▶ Questions to answer:
(1) List every person named in the article about May Elliott's fundraiser that appears below.
(2) Write the next part of the article about May Elliott's fundraiser, picking up right after its last sentence.
[Passage to read — start]
May shows gratitude to brain injury unit

May Elliott with husband Maurice and sons Andrew and Lewis
May Elliott with husband Maurice and sons Andrew and Lewis

It was a September morning that started like any other for Dromore nurse May Elliott but after dropping her children off with the childminder, May’s world would change forever.

Just moments later she was involved in a serious car accident on the A1 dual carriageway and has spent the last two years rebuilding her life.

On Saturday night she held a fundraiser at Dromore Rugby Club lifting £1,266 in aid of the Brain Injury Unit at Musgrave Park Hospital, to whom she feels indebted.

“They do such a brilliant job” said May.

“I’m just so relieved to be here today and to be as good as I am, so I want to do as much as I can for them.”

May’s ordeal started when she lost consciousness at the wheel, the car veering from the fast lane to the hard shoulder where it hit a tree before ending up in a ditch.

May said: “the fire crews were the first on the scene and when they saw the state of the car they didn’t think there was anyone alive in it. I have no memory of any of this though.

“I had planned to take my son Andrew with me in the car to school that morning, but because there were a few new first years going to school on the bus the headmaster had specifically asked if Andrew would go on the bus with them that day, to look after them.”

In hospital May was diagnosed with a brain injury.

“Before this I didn’t know anything about Musgrave brain injury unit or what it did” said May “but I’m so grateful to them.

“I wanted to give something back to them and I wanted people to be aware there is a brain injury unit and what they do.
[Passage to read — finish]
[Data below — start]
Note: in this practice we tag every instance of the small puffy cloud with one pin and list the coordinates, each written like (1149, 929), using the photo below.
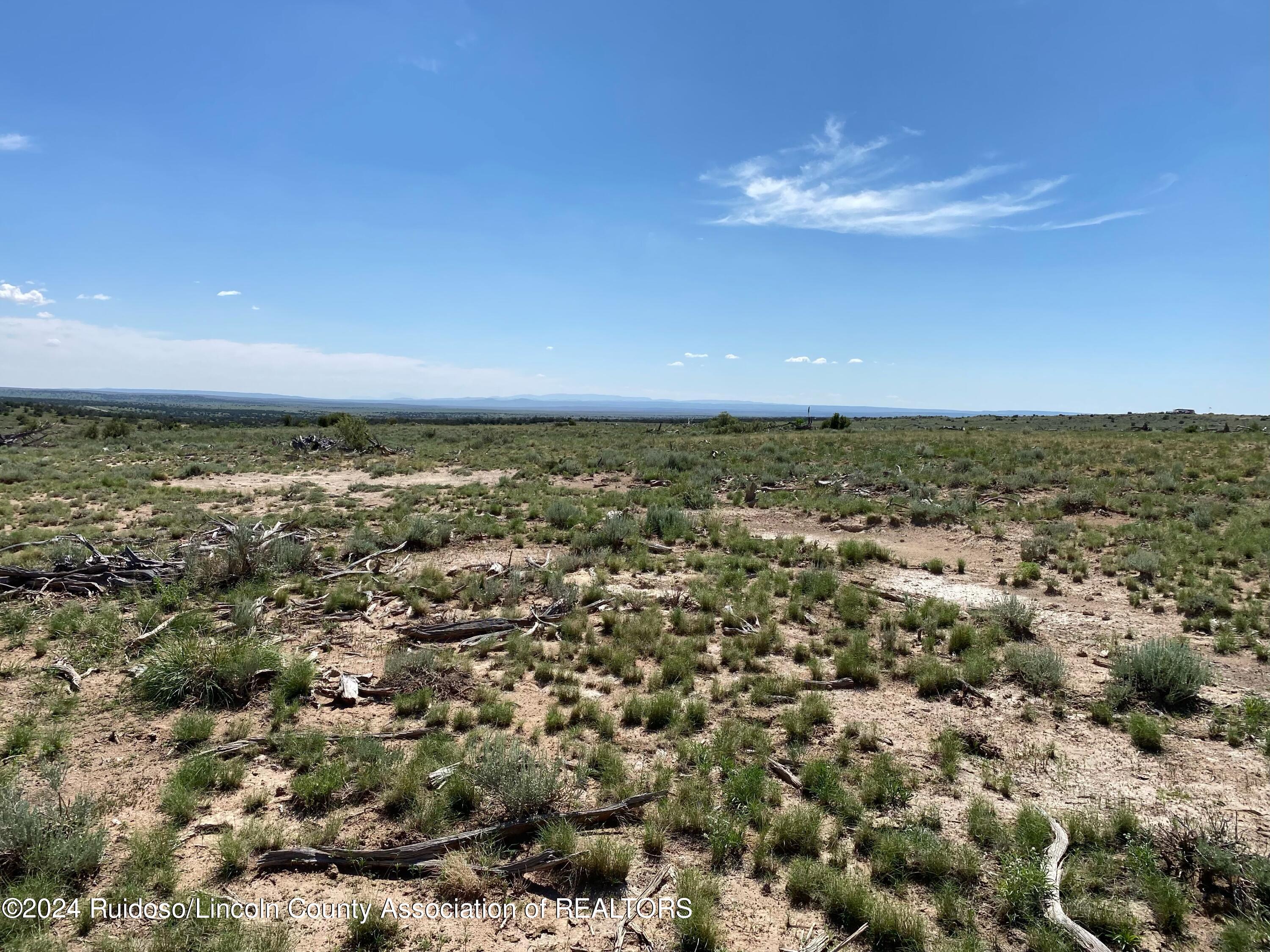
(16, 295)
[Data below — finish]
▶ Activity answers:
(1) May Elliott, Maurice, Andrew, Lewis

(2)
“They look after people with major brain injuries and people with strokes, so many of whom are only in their late 40’s or early 50’s.

“They look after everything, and think of your whole wellbeing offering counselling, intensive treatment, physiotherapy, speech therapy, occupational therapy and neurological psychology.

“They never took away my hope,” May said.

“I remember when I still couldn’t walk looking across the ward at a wee lady’s rollator and thinking - ‘if I could just get my hands on that I would be away’ and the nurses always encouraged me”.

“I was also determined to go back to work and they never told me I wouldn’t - their attitude was to let you find out for yourself.

It was 10 months after the accident I saw for myself how hard concentration was and that my ability to process information wasn’t good, but they let me find that out for myself.

“It was then I realised for myself I would never go back. I still miss the company in Lagan Valley day procedure clinic where I worked.”

May said “I can’t thank people enough and my friend’s help has been fantastic.”